[Data extracted from a collection]
◆ ◆ ◆ ◆ ◆ ◆ ◆

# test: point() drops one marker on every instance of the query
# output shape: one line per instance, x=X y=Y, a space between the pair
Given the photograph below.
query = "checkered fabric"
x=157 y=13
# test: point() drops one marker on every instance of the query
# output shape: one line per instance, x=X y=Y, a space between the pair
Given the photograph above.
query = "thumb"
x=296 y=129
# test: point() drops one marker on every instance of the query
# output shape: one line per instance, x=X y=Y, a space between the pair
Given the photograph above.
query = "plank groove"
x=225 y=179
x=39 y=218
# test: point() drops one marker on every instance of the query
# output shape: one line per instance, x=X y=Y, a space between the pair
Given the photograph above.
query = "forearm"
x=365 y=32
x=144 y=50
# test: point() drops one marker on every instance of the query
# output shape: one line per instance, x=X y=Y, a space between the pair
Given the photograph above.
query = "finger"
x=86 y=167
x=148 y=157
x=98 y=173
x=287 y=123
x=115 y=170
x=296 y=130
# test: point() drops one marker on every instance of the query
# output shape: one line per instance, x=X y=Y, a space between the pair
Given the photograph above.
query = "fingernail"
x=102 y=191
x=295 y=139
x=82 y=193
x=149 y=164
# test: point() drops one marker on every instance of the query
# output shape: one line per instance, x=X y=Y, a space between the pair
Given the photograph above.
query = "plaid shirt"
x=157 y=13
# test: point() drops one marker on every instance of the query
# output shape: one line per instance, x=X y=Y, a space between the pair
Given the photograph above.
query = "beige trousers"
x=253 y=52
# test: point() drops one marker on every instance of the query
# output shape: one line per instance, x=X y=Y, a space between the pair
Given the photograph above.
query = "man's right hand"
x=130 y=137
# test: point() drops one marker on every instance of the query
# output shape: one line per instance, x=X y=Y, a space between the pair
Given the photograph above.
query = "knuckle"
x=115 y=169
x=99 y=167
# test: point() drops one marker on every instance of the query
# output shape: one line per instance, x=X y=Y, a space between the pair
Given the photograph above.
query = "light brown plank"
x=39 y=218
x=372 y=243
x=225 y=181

◆ ◆ ◆ ◆ ◆ ◆ ◆

_Problem:_ Extract every record. Keep wording exact.

_Solved problem:_
# test: point() drops one marker on every instance of the query
# output shape: one line per instance, x=X y=Y, a space between the pair
Given the photograph below.
query = "checkered fabric"
x=157 y=13
# test: point() drops one marker on every instance of the query
# output shape: one line per instance, x=X y=Y, a space between the pair
Given the photograph above.
query = "thumb"
x=296 y=129
# test: point() drops one marker on every instance of the query
# output shape: one line per instance, x=X y=Y, a space between the pair
Given the photograph above.
query = "plank groove"
x=225 y=179
x=39 y=218
# test: point() drops one marker on every instance of the query
# output shape: one line per instance, x=X y=Y, a space between the pair
Given the photograph above.
query = "forearm"
x=365 y=32
x=144 y=50
# test: point() drops one marker on every instance of the query
# output shape: one line per instance, x=X y=Y, a space between the pair
Given the photograph above.
query = "finger"
x=86 y=167
x=148 y=157
x=98 y=173
x=287 y=123
x=115 y=170
x=296 y=130
# test: point() drops one marker on every instance of the query
# output shape: one line per instance, x=X y=Y, a space between the pair
Given the photograph above.
query = "fingernail"
x=102 y=191
x=295 y=139
x=82 y=193
x=149 y=164
# test: point() drops one marker on every instance of the query
# output shape: one line per instance, x=X y=Y, a space between the pair
Given the photograph above.
query = "plaid shirt"
x=157 y=13
# test: point() drops one marker on every instance of the query
# output shape: one line per instance, x=X y=Y, a space between the pair
Given the photograph above.
query = "beige trousers"
x=253 y=52
# test: point() drops one marker on every instance of the query
# output shape: one line per instance, x=X y=Y, a space between the pair
Given the photograph above.
query = "man's right hand"
x=130 y=137
# test: point() drops one marker on every instance of the query
# output shape: one line per instance, x=X y=Y, a space between the pair
Given the photograph above.
query = "knuckle"
x=115 y=169
x=99 y=167
# test: point() drops one marker on every instance of the query
# output shape: one line per instance, x=X y=Y, a space between the pair
Given the photograph above.
query = "light brown plank"
x=39 y=218
x=372 y=243
x=225 y=181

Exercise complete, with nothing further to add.